*** Opening of Stored data ***

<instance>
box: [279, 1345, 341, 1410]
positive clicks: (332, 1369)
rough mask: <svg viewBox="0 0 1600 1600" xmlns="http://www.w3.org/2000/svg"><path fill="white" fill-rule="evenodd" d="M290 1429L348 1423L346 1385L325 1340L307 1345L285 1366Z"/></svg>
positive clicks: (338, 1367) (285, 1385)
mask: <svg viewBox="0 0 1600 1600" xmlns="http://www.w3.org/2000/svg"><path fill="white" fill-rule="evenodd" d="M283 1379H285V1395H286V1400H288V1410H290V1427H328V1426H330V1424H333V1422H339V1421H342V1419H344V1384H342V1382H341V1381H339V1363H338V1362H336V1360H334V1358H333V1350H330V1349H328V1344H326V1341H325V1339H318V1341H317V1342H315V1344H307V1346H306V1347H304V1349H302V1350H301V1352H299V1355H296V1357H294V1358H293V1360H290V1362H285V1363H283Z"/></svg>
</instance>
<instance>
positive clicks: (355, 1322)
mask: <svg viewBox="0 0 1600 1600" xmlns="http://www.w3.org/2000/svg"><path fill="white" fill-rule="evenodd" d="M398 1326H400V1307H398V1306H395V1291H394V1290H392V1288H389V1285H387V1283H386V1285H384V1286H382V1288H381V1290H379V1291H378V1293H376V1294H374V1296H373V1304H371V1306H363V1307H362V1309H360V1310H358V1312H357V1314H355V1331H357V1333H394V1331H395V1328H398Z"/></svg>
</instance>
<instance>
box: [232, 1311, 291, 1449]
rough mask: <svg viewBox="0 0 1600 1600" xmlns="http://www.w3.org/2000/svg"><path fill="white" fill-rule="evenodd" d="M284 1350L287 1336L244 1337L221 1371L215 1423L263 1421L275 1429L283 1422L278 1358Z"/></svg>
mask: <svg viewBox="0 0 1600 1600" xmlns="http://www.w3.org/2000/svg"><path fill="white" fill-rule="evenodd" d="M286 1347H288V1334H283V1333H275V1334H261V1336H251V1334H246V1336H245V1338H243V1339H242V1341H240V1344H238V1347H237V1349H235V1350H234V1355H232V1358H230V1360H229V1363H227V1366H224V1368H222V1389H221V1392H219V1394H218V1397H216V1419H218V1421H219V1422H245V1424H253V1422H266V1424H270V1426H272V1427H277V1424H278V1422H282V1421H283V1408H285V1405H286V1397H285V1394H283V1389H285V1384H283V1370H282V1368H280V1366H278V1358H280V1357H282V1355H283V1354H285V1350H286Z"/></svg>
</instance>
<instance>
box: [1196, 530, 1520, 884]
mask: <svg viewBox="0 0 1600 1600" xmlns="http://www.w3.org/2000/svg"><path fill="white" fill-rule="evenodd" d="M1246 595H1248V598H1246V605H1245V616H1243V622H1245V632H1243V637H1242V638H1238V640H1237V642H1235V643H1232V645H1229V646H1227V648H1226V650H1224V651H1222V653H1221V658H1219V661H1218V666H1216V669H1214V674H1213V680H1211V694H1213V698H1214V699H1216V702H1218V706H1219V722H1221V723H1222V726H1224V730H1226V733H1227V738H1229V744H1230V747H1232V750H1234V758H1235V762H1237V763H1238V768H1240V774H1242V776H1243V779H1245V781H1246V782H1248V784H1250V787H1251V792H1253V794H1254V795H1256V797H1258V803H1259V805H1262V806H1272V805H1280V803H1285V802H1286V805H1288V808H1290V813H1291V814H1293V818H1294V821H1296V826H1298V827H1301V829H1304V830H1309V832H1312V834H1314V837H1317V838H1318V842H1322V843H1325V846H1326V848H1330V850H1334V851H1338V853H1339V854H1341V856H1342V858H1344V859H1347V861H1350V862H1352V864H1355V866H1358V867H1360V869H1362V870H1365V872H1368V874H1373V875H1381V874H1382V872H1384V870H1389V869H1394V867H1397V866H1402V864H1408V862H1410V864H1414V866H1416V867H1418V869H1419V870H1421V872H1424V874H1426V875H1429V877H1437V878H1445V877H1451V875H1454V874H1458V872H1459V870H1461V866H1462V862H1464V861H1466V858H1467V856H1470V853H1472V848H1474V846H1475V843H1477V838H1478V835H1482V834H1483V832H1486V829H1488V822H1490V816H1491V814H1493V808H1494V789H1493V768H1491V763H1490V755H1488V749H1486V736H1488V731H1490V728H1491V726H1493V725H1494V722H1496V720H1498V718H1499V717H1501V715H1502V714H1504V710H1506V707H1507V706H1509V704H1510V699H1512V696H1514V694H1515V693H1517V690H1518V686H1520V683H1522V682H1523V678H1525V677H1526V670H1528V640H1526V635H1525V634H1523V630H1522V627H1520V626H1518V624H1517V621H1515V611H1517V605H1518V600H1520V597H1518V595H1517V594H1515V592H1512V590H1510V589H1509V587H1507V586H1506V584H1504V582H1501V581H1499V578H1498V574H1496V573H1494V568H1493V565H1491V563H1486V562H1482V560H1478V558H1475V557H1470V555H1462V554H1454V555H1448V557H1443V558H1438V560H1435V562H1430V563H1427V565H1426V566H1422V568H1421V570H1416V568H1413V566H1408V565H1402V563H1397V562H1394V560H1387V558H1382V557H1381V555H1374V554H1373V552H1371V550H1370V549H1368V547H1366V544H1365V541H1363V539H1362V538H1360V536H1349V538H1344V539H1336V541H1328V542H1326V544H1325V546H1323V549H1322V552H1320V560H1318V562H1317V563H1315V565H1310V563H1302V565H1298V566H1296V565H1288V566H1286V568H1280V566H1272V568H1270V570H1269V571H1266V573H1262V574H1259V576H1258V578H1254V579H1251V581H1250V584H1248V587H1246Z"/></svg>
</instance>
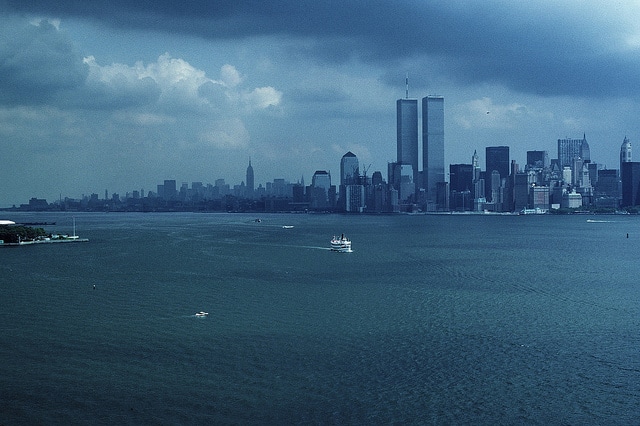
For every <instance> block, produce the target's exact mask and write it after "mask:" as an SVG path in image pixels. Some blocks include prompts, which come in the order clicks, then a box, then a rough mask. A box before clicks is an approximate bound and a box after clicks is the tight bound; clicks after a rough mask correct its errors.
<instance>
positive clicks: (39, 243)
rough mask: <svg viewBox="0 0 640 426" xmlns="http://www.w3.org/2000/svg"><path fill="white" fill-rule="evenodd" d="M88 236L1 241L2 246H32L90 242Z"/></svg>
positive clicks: (16, 246) (3, 246)
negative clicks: (31, 239) (65, 238)
mask: <svg viewBox="0 0 640 426" xmlns="http://www.w3.org/2000/svg"><path fill="white" fill-rule="evenodd" d="M88 242H89V239H88V238H68V239H59V240H35V241H21V242H19V243H0V247H18V246H32V245H35V244H57V243H88Z"/></svg>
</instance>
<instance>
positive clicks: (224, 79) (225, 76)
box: [220, 64, 242, 87]
mask: <svg viewBox="0 0 640 426" xmlns="http://www.w3.org/2000/svg"><path fill="white" fill-rule="evenodd" d="M220 80H221V81H222V83H223V84H224V85H225V86H227V87H236V86H237V85H239V84H240V83H241V82H242V77H241V76H240V73H239V72H238V70H237V69H236V67H234V66H233V65H229V64H225V65H223V66H222V68H221V69H220Z"/></svg>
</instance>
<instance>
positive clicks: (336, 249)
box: [331, 234, 351, 253]
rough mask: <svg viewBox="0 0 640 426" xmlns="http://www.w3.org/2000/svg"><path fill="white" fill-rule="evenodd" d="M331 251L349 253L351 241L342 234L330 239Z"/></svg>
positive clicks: (350, 240) (346, 237) (340, 252)
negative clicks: (330, 240) (336, 251)
mask: <svg viewBox="0 0 640 426" xmlns="http://www.w3.org/2000/svg"><path fill="white" fill-rule="evenodd" d="M331 251H338V252H340V253H351V240H350V239H348V238H347V237H345V236H344V234H342V235H341V236H340V237H336V236H335V235H334V237H333V238H332V239H331Z"/></svg>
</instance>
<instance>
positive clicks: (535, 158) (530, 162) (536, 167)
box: [526, 151, 549, 169]
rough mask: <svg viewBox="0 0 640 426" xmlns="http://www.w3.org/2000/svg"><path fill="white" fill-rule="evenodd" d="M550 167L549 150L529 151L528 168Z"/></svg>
mask: <svg viewBox="0 0 640 426" xmlns="http://www.w3.org/2000/svg"><path fill="white" fill-rule="evenodd" d="M547 167H549V153H548V152H547V151H527V166H526V168H527V169H546V168H547Z"/></svg>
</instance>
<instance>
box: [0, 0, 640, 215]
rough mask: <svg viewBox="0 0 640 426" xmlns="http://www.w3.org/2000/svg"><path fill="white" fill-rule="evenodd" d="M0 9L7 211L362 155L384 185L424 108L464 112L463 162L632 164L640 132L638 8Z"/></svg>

*** Close of Stored data ***

#### [Try it]
Please edit the stretch of the listing that opens with the line containing "167L549 150L529 151L528" and closes at the end of the listing, swapping "rough mask" for "coarse mask" and keeping everything else unchanged. Return only those lines.

#### [Result of this task]
coarse mask: <svg viewBox="0 0 640 426" xmlns="http://www.w3.org/2000/svg"><path fill="white" fill-rule="evenodd" d="M550 167L549 150L529 151L528 168Z"/></svg>
mask: <svg viewBox="0 0 640 426" xmlns="http://www.w3.org/2000/svg"><path fill="white" fill-rule="evenodd" d="M547 167H549V153H548V152H547V151H527V166H526V168H527V169H546V168H547Z"/></svg>
</instance>
<instance>
box: [0, 0, 640, 215]
coarse mask: <svg viewBox="0 0 640 426" xmlns="http://www.w3.org/2000/svg"><path fill="white" fill-rule="evenodd" d="M0 9L7 211L362 155L384 185L424 108L464 112L463 162L632 164L640 132L638 8Z"/></svg>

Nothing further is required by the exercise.